Direction:
Add 141 to every number in the coordinates of the material, covering only the stretch from the line containing "Keypoint placement rule: for each instance of the white suv, put" through the end of the material. Write out each line of that stretch again, changing nothing but those coordinates.

(Records of labeled points)
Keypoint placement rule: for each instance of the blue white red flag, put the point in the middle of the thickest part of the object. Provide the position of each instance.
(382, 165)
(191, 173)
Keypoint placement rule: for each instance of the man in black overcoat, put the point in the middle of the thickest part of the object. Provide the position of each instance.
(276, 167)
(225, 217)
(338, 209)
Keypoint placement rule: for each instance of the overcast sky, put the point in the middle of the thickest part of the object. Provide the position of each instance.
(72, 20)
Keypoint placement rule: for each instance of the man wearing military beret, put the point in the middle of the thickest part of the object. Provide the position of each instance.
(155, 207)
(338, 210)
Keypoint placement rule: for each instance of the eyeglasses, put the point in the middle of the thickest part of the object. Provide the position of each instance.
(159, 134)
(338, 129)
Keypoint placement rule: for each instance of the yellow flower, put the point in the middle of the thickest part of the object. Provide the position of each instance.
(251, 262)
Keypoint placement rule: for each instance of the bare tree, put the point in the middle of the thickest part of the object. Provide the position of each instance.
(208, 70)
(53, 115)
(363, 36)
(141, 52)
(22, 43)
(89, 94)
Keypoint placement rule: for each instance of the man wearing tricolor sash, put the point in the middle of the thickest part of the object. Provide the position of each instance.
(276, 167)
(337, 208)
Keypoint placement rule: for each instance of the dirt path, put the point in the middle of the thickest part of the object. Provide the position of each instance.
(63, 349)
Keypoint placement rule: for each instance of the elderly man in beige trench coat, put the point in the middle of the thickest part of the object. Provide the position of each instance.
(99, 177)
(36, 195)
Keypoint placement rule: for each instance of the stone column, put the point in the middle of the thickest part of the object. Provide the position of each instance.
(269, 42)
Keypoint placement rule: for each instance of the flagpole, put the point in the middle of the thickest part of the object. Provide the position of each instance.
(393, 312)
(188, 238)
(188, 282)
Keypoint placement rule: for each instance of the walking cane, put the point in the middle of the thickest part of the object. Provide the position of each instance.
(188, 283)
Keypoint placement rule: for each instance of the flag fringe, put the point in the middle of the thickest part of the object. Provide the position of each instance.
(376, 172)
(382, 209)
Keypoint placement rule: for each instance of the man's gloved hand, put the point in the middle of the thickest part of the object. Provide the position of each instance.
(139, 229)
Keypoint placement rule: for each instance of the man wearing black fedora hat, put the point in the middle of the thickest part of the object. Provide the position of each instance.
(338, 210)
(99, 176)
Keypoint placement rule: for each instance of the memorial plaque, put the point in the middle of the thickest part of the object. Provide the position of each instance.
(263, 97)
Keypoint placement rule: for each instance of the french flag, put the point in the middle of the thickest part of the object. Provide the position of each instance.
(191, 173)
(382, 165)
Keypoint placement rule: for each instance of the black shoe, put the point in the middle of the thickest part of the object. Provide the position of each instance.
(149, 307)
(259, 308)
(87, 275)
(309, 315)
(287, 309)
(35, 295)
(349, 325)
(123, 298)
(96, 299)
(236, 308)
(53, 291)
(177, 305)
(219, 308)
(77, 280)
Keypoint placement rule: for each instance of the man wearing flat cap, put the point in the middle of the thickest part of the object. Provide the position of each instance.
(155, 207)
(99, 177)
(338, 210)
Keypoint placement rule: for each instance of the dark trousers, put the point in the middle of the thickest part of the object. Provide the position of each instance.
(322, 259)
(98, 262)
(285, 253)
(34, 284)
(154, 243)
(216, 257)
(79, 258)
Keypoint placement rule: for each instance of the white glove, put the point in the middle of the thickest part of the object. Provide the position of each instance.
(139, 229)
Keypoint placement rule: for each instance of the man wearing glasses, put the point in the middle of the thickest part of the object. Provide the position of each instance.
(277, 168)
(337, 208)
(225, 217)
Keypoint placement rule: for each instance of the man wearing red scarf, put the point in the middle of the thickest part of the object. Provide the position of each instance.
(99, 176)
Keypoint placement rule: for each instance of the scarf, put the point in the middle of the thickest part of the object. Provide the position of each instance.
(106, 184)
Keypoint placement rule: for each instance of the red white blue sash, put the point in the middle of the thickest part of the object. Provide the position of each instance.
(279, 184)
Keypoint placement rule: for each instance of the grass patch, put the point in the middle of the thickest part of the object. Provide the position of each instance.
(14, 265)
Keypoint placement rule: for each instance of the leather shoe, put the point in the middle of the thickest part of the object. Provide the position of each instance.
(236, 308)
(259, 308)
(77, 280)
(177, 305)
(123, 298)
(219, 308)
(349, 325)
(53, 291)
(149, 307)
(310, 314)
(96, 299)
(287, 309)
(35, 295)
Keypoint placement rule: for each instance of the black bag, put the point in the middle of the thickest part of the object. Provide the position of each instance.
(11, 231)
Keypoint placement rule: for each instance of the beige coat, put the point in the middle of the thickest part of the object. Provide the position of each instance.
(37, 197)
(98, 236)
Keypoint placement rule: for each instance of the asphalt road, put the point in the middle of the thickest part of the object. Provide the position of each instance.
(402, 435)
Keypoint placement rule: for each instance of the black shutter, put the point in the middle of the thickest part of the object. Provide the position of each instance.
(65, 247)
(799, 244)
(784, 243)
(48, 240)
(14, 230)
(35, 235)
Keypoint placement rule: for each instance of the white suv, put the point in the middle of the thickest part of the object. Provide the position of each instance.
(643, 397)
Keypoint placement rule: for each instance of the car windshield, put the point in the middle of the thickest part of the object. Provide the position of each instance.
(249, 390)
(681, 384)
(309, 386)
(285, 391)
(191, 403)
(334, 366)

Exercise output:
Keypoint placement rule: for each instance of the white suv, put the point in the middle of the thickest part of the object. Provide the position of each instance.
(784, 538)
Keypoint placement rule: for each instance of the car windshield, put the point in the middle of the thickest part of the object. Provide the position of each instance.
(390, 531)
(822, 525)
(450, 527)
(426, 532)
(332, 544)
(475, 507)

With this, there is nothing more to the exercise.